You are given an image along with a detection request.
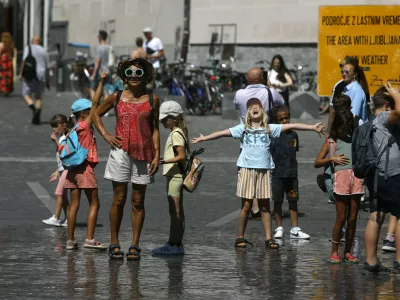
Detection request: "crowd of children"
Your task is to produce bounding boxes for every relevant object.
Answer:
[39,56,400,273]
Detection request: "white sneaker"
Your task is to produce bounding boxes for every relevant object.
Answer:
[274,227,284,239]
[42,216,61,227]
[290,227,310,240]
[61,219,68,227]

EXERCISE INSTRUCTIONS. Copy the rows above with every "relevant" replaced by "matching", changing nothing else. Omit the pictures.

FINISHED EXERCISE.
You are given an image along with a detection request.
Detection request: "crowd of children"
Your task is to produce bounding boxes for every matching object.
Answer:
[39,56,400,273]
Detection request: "white sneaker"
Your task is to produce bounding boxes for every matching object.
Answer:
[274,227,284,239]
[42,216,61,227]
[290,227,310,240]
[61,219,68,227]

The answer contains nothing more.